_Work required:_ Please copy the data shown below, word for word.

Stored data entries
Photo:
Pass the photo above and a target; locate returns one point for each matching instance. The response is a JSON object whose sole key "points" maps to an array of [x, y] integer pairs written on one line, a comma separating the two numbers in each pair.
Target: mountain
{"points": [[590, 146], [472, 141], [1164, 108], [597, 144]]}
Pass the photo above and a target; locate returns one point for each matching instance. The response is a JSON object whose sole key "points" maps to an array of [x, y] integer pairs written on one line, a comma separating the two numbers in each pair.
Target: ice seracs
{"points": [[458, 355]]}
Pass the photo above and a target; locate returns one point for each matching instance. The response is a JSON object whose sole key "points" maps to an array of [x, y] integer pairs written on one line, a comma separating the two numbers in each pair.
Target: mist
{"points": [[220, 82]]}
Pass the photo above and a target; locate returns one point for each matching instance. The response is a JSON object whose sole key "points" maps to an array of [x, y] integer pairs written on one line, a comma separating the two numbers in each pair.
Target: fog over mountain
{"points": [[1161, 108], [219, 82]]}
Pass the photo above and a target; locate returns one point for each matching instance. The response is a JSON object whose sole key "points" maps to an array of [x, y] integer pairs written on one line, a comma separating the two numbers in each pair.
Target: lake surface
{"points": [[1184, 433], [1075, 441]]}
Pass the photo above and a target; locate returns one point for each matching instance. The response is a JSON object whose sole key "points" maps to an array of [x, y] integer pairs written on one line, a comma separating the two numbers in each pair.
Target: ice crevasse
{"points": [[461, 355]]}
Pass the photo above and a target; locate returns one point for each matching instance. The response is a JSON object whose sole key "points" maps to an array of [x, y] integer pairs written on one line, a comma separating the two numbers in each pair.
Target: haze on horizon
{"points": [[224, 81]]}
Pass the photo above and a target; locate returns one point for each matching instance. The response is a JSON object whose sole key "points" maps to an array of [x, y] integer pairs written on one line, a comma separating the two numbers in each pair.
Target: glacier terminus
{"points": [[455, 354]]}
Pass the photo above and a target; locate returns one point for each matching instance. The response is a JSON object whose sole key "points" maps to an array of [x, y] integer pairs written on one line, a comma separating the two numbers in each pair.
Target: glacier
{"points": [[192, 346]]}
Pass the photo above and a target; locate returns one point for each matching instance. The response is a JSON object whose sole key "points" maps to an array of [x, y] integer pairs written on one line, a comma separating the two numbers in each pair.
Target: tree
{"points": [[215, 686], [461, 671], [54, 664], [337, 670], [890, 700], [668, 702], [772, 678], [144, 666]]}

_Written reply:_
Photo:
Pass the photo above and a target; locate returns one point for each matching instance. The response is a JSON object whose sole key "points" maps to an array of [x, y] integer pairs written on one line, a comma separating the two numbers in each pair.
Target: mountain
{"points": [[590, 146], [472, 141], [1164, 108], [597, 144]]}
Pass the photo above and a target; locate returns one point for each matching instance. The response is a JSON object whose sole key "points" maps to an array of [x, y] integer pairs written on one line, a comma separating the two numbers in each pair.
Target: ice seracs
{"points": [[458, 355]]}
Pass the photo above and a target; locate returns one point for each matching instance. The response is a JSON object whose sole key "points" maps to an array of [x, y] integer pairs written on one line, a comma separating the two numbers in each pair.
Target: mist
{"points": [[220, 82]]}
Pass the photo above and a target; locate returns one point for each matching instance. The response is a JSON object whose sole key "points" maps to an array of [x, y] integer pairs written on one line, a comma separating the two numbers in each pair.
Target: fog over mountain
{"points": [[1161, 108], [219, 82]]}
Pass the photo above and a target; locate returns one point for each matching instance. The response is a JSON object whose sole key "points" maps to an array of [x, y] integer pairs written on one line, a comma separating the two numbers in each pair.
Target: lake surface
{"points": [[1184, 433], [1075, 441]]}
Pass the photo above and a target; locate returns one point for each matching instance. The response is a JSON object whose sole key "points" maps to an array of [x, y] integer pairs written on one line, a comma separating the two numbers in each pair.
Target: ice crevasse
{"points": [[461, 355]]}
Pass the photo above and a target; locate returns one point for each matching instance. The response is a JSON object whose sole key "points" maps to an array of [x, y] integer pairs written on one line, a comma separating the two numbers in each pair.
Target: haze on horizon
{"points": [[224, 81]]}
Pass the photo above and a target; locate returns one point for each matching instance. The response is a JSON object whose sole key "points" maps to an array of [x, y] integer pairs written on one line, a comma separating the two numbers in each pair.
Target: glacier terminus
{"points": [[455, 354]]}
Pass the photo above and a target; locate returns one point for each matching instance. The response is a JSON object whose sole key "points" maps to an array of [x, y] integer pairs written on one line, a comma separating the two numbers in each pair.
Target: glacier
{"points": [[192, 346]]}
Pass the photo above and a target; locate returns one point for each matching instance. The response is a JSON object whose sole key "points" maps to an array of [x, y] integer pairs written on one line, a comma separating the two numbers in each pair.
Target: tree
{"points": [[215, 686], [461, 671], [54, 664], [337, 670], [890, 700], [668, 702], [772, 678], [144, 666]]}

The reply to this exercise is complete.